[The task] Write each line out again exactly as written.

[Some records]
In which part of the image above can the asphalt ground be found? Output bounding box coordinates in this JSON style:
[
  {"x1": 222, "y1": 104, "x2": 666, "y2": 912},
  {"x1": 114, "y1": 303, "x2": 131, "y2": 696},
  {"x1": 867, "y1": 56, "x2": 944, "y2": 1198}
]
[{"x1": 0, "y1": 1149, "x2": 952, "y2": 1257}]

[Exercise result]
In which part of the image above can the asphalt ground be found? Output bounding box coordinates in this JSON style:
[
  {"x1": 222, "y1": 104, "x2": 666, "y2": 912},
  {"x1": 114, "y1": 303, "x2": 131, "y2": 696},
  {"x1": 867, "y1": 56, "x2": 944, "y2": 1198}
]
[{"x1": 0, "y1": 1149, "x2": 952, "y2": 1257}]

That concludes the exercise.